Exercise directions ▸ Can you put the data below into a numbered list, starting at the line that contains "Note to the class: point out the puppy's ear" and ending at the line that contains "<point>70,104</point>", with both of those lines included and blank lines left out?

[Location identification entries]
****

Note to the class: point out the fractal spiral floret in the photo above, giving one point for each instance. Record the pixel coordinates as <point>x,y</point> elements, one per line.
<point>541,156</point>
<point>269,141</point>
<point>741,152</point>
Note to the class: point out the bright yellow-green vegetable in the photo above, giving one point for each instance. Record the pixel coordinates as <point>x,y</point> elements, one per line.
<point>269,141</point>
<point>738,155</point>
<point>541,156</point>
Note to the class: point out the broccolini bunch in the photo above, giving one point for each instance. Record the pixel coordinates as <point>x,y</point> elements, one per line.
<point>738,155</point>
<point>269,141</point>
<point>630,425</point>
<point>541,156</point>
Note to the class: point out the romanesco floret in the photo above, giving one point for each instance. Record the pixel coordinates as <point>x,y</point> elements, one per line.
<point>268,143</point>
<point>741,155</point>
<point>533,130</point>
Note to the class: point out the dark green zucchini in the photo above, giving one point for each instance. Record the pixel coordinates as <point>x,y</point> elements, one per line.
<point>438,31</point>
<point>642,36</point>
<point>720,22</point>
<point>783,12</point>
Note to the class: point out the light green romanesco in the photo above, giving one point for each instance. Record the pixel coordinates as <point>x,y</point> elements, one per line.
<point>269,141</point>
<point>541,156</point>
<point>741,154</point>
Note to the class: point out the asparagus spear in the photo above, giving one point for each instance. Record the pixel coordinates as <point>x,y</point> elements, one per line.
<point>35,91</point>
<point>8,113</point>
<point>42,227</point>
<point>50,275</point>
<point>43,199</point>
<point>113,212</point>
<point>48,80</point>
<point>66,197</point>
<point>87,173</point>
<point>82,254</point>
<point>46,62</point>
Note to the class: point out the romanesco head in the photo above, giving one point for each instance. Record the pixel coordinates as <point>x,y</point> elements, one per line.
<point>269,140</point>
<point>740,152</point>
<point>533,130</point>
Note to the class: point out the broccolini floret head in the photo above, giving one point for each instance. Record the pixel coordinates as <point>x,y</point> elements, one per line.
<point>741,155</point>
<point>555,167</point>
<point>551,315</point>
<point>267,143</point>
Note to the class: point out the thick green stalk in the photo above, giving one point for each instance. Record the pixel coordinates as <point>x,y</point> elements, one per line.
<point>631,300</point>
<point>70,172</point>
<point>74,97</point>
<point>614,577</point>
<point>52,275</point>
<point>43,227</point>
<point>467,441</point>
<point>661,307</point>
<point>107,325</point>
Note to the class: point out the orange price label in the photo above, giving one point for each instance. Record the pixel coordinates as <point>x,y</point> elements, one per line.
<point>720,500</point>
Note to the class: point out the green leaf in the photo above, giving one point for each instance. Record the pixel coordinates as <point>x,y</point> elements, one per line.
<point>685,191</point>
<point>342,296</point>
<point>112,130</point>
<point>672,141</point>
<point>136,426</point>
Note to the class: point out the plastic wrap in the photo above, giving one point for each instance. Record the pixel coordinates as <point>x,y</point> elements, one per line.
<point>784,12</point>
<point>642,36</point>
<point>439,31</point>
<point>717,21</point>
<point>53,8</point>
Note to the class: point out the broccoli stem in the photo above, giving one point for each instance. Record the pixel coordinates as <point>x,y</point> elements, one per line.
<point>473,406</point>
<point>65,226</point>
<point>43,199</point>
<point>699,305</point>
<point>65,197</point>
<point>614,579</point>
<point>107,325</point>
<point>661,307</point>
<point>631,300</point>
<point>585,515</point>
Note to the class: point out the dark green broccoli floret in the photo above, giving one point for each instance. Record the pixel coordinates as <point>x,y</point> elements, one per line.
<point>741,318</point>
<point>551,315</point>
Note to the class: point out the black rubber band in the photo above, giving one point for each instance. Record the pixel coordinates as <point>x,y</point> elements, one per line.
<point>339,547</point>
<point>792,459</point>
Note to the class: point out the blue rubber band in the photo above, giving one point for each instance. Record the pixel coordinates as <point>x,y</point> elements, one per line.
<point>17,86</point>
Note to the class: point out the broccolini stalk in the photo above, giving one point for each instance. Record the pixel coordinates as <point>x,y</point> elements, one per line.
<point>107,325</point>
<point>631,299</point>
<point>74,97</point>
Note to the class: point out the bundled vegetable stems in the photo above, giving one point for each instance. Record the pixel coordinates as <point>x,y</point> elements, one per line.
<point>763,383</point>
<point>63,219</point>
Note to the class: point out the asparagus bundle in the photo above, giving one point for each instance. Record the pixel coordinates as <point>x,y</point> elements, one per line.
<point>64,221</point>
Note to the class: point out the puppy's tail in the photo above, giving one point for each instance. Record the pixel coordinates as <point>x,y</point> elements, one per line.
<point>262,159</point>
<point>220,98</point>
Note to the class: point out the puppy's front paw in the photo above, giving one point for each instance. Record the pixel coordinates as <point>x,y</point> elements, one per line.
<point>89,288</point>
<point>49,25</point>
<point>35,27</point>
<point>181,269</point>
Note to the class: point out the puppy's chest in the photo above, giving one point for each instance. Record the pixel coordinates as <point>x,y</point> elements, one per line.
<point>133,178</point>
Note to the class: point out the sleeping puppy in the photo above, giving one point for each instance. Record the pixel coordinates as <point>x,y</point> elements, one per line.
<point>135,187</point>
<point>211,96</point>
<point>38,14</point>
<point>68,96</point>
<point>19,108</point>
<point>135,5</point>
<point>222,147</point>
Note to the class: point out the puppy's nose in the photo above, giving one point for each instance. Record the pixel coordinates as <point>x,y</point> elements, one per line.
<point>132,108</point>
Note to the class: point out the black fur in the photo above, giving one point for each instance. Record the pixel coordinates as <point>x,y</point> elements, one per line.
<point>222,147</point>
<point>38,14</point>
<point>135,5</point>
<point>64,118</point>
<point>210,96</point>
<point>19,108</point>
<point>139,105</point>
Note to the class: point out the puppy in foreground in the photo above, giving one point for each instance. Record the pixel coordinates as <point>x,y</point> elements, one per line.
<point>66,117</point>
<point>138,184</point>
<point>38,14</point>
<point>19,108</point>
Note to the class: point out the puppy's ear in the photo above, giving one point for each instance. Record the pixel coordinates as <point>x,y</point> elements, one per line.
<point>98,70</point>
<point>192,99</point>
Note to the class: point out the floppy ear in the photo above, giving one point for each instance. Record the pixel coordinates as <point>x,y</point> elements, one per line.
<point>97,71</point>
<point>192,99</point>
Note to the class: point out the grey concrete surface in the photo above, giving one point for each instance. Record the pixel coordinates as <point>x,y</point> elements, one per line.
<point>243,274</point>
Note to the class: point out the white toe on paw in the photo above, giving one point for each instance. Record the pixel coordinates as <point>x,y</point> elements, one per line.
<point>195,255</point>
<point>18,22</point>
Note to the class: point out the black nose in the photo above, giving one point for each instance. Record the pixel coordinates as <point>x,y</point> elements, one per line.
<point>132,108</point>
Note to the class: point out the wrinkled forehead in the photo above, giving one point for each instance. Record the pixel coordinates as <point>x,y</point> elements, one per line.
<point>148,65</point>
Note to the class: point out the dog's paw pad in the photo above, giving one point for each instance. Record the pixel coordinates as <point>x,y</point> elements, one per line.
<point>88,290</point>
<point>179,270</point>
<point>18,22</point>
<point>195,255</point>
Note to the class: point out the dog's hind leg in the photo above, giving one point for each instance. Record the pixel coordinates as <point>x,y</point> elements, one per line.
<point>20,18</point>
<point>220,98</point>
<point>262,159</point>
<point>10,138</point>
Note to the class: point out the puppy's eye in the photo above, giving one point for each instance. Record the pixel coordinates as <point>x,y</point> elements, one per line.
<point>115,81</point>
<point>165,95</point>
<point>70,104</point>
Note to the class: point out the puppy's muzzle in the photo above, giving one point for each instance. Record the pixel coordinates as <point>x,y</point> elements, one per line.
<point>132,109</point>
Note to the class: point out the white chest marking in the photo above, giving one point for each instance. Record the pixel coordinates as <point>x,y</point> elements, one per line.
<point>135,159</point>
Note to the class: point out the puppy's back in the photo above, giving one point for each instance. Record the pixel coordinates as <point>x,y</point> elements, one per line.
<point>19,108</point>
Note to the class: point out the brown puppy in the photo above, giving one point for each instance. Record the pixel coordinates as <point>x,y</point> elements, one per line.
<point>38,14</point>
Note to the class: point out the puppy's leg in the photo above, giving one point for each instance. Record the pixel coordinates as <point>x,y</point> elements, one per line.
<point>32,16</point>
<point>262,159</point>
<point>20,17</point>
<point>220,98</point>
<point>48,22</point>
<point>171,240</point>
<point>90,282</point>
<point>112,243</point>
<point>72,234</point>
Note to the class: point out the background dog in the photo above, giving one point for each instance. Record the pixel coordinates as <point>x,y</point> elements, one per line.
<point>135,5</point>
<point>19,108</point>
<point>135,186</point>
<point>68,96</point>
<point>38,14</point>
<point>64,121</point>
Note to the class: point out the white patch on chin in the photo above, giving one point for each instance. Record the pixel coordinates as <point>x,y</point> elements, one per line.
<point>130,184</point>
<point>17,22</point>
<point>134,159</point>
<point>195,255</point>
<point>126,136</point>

****

Solution to the problem ▸
1. Note to the class: point out the puppy's ear in the photo above, giving one point for each instance. Record the pixel coordinates as <point>x,y</point> elements, one per line.
2. <point>98,70</point>
3. <point>192,99</point>
4. Note to the class: point out the floppy ear in the photo above, giving one point for each instance. Record the pixel coordinates as <point>x,y</point> elements, one per line.
5. <point>97,71</point>
6. <point>192,99</point>
7. Note to the class: point out the grey concrete surface in the photo above, giving one point for each instance. Record the pixel coordinates as <point>x,y</point> elements, one per line.
8. <point>243,274</point>
9. Note to the class: point out the white toe on paw in the photo above, giving one point for each instance. Record the pixel coordinates as <point>x,y</point> elements, one per line.
10. <point>195,255</point>
11. <point>18,22</point>
12. Note to the class: point out the black nose in the photo above, giving one point for each instance. Record the pixel coordinates as <point>x,y</point> elements, one per line.
13. <point>132,108</point>
14. Note to the class: point out the wrinkled forehead in the photo above, giving one point for each instance. Record the pixel coordinates as <point>x,y</point> elements, one per line.
15. <point>148,65</point>
16. Note to the class: point out the dog's paw pad in the photo above, giving one point for each instance. Record the pixel coordinates as <point>x,y</point> elements, one per line.
17. <point>88,290</point>
18. <point>179,270</point>
19. <point>18,22</point>
20. <point>195,255</point>
21. Note to the class: point out the dog's hind leg in the photo above, giving one point for each instance. Record the pixel coordinates as <point>x,y</point> elements, one per line.
22. <point>20,18</point>
23. <point>220,98</point>
24. <point>262,159</point>
25. <point>10,138</point>
26. Note to the class: point out the puppy's eye in the photo above, giving one point for each instance. Record the pixel coordinates as <point>x,y</point> elements, one per line.
27. <point>115,81</point>
28. <point>165,95</point>
29. <point>70,104</point>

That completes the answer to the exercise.